(STUDY MATERIAL Opens)
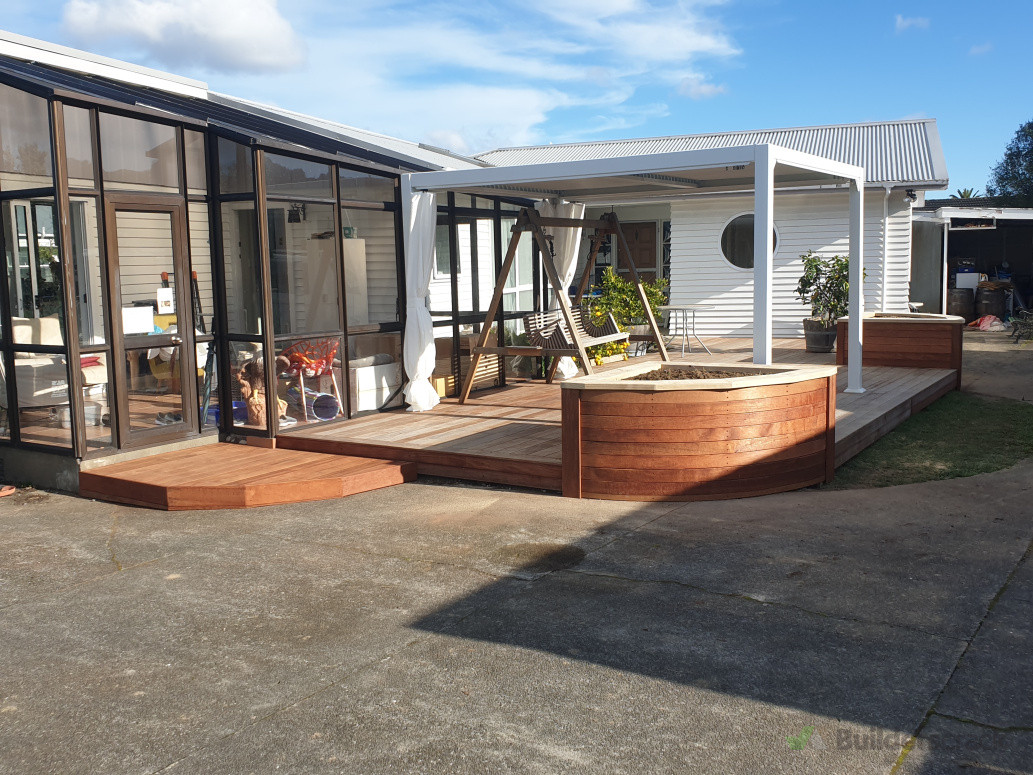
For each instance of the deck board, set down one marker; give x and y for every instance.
(238, 476)
(512, 435)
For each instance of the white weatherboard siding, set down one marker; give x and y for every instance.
(804, 221)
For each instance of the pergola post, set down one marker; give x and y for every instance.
(856, 309)
(763, 271)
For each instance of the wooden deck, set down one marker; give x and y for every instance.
(238, 476)
(512, 436)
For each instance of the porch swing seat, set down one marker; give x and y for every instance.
(549, 331)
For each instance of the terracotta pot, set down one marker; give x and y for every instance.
(819, 338)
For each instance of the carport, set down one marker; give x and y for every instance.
(760, 168)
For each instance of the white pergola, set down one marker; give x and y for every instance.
(762, 168)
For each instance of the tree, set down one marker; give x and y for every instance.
(1013, 175)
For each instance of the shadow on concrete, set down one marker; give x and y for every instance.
(848, 623)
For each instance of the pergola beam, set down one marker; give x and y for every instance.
(763, 260)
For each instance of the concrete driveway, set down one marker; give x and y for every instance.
(431, 628)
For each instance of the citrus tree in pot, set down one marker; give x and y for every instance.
(824, 286)
(619, 296)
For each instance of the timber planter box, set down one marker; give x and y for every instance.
(698, 439)
(910, 340)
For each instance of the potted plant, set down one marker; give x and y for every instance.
(824, 286)
(619, 297)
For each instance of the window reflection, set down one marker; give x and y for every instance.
(370, 267)
(25, 141)
(289, 177)
(303, 262)
(34, 272)
(138, 155)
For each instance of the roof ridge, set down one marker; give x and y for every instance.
(348, 127)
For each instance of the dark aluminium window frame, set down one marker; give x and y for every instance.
(219, 337)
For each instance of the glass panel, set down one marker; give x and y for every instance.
(289, 177)
(236, 167)
(484, 236)
(303, 261)
(208, 394)
(737, 241)
(200, 262)
(248, 386)
(442, 255)
(467, 249)
(244, 301)
(375, 371)
(364, 187)
(96, 394)
(147, 273)
(42, 398)
(138, 155)
(193, 150)
(25, 141)
(87, 267)
(310, 368)
(79, 147)
(34, 272)
(4, 410)
(370, 267)
(154, 385)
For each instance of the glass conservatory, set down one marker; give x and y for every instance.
(186, 270)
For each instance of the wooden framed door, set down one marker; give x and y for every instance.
(153, 333)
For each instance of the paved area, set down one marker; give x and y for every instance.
(437, 628)
(432, 628)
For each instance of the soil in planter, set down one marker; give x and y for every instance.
(693, 373)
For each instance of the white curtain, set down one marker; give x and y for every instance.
(566, 242)
(418, 351)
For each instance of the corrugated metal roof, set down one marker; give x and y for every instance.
(124, 82)
(438, 157)
(906, 152)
(STUDY MATERIAL Closes)
## TASK STATEMENT
No picture is to appear in the copy; every entry above is otherwise to be printed verbatim.

## YOUR SOLUTION
For each instance of the deck board, set down one marker; give x and y for every instance.
(238, 476)
(512, 435)
For each instance of the white weatherboard siding, set down one marker; give x and y for every instance.
(804, 221)
For each instance of the pergola post, set down one marker; give x and y for every instance.
(856, 309)
(763, 271)
For each instance of the wooden deck, set down one marker; give x and y for every instance.
(238, 476)
(512, 436)
For each instance of the porch swing seat, set down one marker; give x and y for every instance.
(549, 331)
For each instance of the terracotta pot, set down one marker; give x and y for every instance.
(819, 338)
For each instance of the carport, set down one marker; give x and y for every instance.
(760, 168)
For each instance of the white pergola, set down one marker; give x and y for every instance.
(762, 168)
For each instance of the tree, set down one marker; give x and y for every instance.
(1013, 175)
For each instance of the shadow on concrete, set down one marker; give x and y for every instance.
(848, 623)
For each instance of the pergola beam, set down one marker; give x and y for every instance.
(763, 260)
For each instance of the concrete driveway, set down one marker; give x and y for every instance.
(431, 628)
For each instance of the citrus tree in pot, set down one marker; give x and y for every instance.
(824, 286)
(619, 296)
For each instance of the timber planter box, set down one marker; give x and y for every instance.
(698, 439)
(910, 340)
For each instance of the potted plant, set down one marker; give x and y for every instance.
(824, 286)
(619, 297)
For each instance of the window reflection, set down one marker; give x and y for every instance.
(370, 267)
(25, 141)
(289, 177)
(303, 262)
(34, 272)
(138, 155)
For each instance of the roof ridge, set down one marker; give x and y for every instance.
(348, 127)
For each instance of the dark aluminium window frame, set down one marker; give x and y for every instance.
(219, 337)
For each instance of the glass panel, set down one marker; give x and y for every instance.
(289, 177)
(236, 167)
(484, 236)
(303, 261)
(208, 394)
(737, 241)
(200, 262)
(248, 386)
(442, 255)
(467, 249)
(244, 301)
(375, 371)
(364, 187)
(96, 394)
(147, 273)
(42, 398)
(138, 155)
(193, 150)
(25, 141)
(87, 267)
(310, 368)
(79, 147)
(34, 272)
(4, 410)
(370, 267)
(154, 385)
For each instance of the glass conservatory, set down one marker; give x and y for every instance.
(186, 270)
For each instance of the wooden framed door, set down one marker; give x and y for every instance.
(153, 333)
For each instance of the paved area, set down one marker; give x and y for every instance.
(437, 628)
(432, 628)
For each instance of the soil in planter, set down one marker; give x and y for every instance.
(693, 373)
For each instance of the white curtain, set down one marker; give x and y for every instance.
(566, 242)
(418, 351)
For each instance of the corrugated metal roof, set down one marker; give x and y for every instance.
(124, 82)
(438, 157)
(906, 152)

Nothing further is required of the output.